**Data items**
--------
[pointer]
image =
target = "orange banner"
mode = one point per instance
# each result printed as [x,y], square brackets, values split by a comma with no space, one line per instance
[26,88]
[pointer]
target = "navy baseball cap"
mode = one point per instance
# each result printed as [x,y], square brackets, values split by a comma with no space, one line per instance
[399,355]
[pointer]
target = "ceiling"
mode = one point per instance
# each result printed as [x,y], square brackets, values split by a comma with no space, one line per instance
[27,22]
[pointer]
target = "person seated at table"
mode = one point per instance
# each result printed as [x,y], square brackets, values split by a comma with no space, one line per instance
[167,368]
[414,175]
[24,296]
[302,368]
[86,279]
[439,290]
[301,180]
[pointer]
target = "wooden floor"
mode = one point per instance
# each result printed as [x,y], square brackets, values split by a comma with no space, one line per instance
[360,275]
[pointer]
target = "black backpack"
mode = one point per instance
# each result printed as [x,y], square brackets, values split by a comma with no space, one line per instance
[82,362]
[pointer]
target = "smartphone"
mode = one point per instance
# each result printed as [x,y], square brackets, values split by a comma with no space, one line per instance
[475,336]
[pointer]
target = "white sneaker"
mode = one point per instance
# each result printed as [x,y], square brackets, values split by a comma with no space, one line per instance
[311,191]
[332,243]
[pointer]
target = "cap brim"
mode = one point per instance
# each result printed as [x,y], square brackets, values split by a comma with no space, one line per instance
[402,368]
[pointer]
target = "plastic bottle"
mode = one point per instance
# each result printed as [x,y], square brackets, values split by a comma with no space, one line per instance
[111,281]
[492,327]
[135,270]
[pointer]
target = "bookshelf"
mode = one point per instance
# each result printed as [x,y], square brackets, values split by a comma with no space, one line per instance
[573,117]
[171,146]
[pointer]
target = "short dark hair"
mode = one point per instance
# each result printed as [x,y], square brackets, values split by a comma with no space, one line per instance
--------
**Required work**
Exactly as they are written, print the entries again.

**Finished task**
[pointer]
image =
target = "orange banner"
mode = one point per instance
# each result printed as [x,y], square brackets, values split by a comma with no space, one line per instance
[26,88]
[pointer]
target = "navy baseball cap"
mode = one point per instance
# each result printed as [x,y], square brackets, values split by a comma with no space, one line per instance
[399,355]
[pointer]
target = "ceiling"
mode = one point per instance
# each result printed as [x,y], square brackets, values split by a comma with no space, one line per instance
[27,22]
[pointer]
target = "person seated at table"
mode = one point per instance
# each result printed as [x,y], square brackets, values split by a comma with no space, one line per instance
[167,368]
[414,175]
[24,296]
[302,368]
[86,279]
[439,290]
[301,180]
[pointer]
target = "wooden floor"
mode = one point per instance
# each result printed as [x,y], square brackets, values split by a comma with no space, one line per instance
[360,275]
[pointer]
target = "black backpack"
mode = one point per instance
# each result printed as [x,y], square brackets, values split by a comma with no space, one line per instance
[82,362]
[pointer]
target = "smartphone"
mode = one point per instance
# each result printed as [x,y], square brackets, values split by a comma with no space, one line per instance
[475,336]
[pointer]
target = "white sneaker"
mode = one point per instance
# each result printed as [x,y], square brackets, values split by a comma with no space, one line per instance
[311,191]
[332,243]
[pointer]
target = "cap brim"
mode = one point per instance
# each result printed as [x,y], square brackets, values split by a comma with no space, one line per instance
[402,368]
[pointer]
target = "plastic bottle"
mode = one point per instance
# each result printed as [x,y], square brackets, values split by a comma with no space, one line per instance
[111,281]
[492,327]
[135,270]
[pointer]
target = "bookshelf"
mode = one point per instance
# each result printed as [x,y], square brackets, values split by a comma with no space, one line per instance
[573,117]
[171,146]
[pointer]
target = "short dark hair"
mode = one point per instance
# each result printed as [x,y], square brackets, values split by a comma with no space, one line per instance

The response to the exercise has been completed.